**PROVIDED RECORDS**.
══════
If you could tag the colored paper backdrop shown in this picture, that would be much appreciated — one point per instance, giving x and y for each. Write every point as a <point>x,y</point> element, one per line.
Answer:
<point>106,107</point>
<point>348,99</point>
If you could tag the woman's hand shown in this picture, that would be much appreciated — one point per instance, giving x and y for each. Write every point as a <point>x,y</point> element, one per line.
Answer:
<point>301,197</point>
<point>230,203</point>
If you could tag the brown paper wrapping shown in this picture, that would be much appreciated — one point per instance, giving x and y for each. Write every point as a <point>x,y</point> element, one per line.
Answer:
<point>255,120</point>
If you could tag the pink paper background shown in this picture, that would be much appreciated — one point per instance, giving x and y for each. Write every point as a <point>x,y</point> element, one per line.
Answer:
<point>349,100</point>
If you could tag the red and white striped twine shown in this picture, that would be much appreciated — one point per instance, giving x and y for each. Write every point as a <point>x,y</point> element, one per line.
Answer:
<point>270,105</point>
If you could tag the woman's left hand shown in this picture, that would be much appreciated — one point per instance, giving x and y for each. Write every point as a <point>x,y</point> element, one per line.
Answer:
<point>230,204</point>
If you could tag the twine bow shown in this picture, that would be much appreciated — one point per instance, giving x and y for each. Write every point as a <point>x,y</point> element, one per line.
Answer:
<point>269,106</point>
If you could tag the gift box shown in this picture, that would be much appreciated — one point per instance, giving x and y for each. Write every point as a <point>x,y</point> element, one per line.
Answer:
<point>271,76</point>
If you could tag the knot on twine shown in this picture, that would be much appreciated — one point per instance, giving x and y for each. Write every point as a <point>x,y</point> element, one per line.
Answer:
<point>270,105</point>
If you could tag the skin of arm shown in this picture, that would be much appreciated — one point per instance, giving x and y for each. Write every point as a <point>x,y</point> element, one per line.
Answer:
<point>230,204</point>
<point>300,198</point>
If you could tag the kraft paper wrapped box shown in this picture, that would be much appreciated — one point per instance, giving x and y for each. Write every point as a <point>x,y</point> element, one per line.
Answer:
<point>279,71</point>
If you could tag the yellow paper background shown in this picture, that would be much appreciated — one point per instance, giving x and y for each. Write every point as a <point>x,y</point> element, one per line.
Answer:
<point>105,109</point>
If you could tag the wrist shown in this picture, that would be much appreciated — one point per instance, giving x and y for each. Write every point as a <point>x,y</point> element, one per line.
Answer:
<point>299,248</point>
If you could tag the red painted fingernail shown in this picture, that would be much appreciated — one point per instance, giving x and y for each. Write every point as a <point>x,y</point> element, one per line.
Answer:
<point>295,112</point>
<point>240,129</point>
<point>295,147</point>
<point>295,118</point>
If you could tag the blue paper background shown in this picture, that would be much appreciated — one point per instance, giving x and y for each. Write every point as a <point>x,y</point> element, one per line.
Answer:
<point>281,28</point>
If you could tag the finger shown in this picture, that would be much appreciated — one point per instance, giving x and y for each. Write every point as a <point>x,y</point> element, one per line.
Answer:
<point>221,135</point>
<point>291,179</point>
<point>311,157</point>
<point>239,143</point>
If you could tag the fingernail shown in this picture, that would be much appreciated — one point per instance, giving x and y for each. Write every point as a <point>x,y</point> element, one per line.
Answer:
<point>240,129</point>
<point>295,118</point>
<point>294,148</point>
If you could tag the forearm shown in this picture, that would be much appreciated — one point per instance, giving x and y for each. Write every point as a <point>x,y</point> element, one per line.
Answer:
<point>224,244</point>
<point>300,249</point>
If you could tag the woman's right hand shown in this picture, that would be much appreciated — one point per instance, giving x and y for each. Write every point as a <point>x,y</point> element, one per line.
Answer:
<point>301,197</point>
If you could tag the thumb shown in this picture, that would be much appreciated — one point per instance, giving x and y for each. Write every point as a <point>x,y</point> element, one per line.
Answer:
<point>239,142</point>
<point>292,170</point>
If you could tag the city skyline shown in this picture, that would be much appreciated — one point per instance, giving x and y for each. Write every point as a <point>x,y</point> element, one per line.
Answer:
══════
**WORK TO COMPLETE**. Identify each line in the records above that contains the word "woman", and copy it out in full.

**EXERCISE RESPONSE**.
If you could tag the woman's hand shown in this picture, that would be much appreciated — one point per instance, giving x and y for each. Write every point as a <point>x,y</point> element, one per line.
If you could tag the woman's left hand shown in this picture, that would be much appreciated — one point per instance, giving x and y for each. Write every point as a <point>x,y</point> element, one per line.
If you could tag the woman's right hand shown in this picture, that would be much appreciated — one point per instance, giving x and y for each. Write every point as a <point>x,y</point> element, one per line.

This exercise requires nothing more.